- [Task objective]: Among the lines of data below, reproduce only those from the one with "Identify every instance of the green" through the one with "Identify every instance of the utility", exactly as they stand, both ends included.
Dataset records START
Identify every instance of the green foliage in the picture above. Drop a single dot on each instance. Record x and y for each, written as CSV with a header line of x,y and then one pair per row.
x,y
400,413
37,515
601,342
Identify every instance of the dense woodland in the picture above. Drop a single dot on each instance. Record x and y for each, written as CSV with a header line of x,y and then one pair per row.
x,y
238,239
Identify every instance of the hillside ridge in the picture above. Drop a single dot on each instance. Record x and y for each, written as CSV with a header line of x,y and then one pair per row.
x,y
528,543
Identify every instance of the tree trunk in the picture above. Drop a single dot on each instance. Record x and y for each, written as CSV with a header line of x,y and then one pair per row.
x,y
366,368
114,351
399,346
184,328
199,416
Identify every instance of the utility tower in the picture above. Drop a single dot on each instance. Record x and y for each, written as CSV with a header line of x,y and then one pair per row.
Dataset records END
Dataset records START
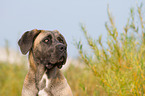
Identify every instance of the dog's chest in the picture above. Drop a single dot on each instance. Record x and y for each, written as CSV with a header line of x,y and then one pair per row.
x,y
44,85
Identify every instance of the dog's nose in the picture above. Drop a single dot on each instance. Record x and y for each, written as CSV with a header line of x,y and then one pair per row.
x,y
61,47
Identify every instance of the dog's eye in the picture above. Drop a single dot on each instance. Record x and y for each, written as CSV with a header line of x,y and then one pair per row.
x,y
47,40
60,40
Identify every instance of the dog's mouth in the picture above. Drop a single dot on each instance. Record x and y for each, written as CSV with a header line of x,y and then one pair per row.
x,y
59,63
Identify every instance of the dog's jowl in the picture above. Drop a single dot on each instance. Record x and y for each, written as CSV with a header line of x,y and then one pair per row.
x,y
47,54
Dataset records END
- [The completed task]:
Identify every instance of the green foliage in the picture above. Drop a single dot on each instance. Record x and y for each, written as CSV with a header line of x,y and then one pair per row.
x,y
400,413
37,515
601,342
Identify every instance of the dense woodland in the picture above. Drop a single dot on each instance. Record x and y for each, written as CSV with a header line of x,y and then one pair per row.
x,y
238,239
Identify every instance of the hillside ridge in the picture above. Drop a single dot on each instance. Record x and y for each, written as CSV with a header line of x,y and then one pair per row.
x,y
528,543
Identify every instance of the tree trunk in the picture above. Drop a single dot on each instance. Record x and y for each, written as CSV with a header line of x,y and then one pair per row.
x,y
366,368
114,351
399,346
184,328
199,416
Identify every instance of the utility tower in the picture above. Drop a single dot on each instance. Record x and y for each, written as CSV with a header line of x,y and then one pair per row.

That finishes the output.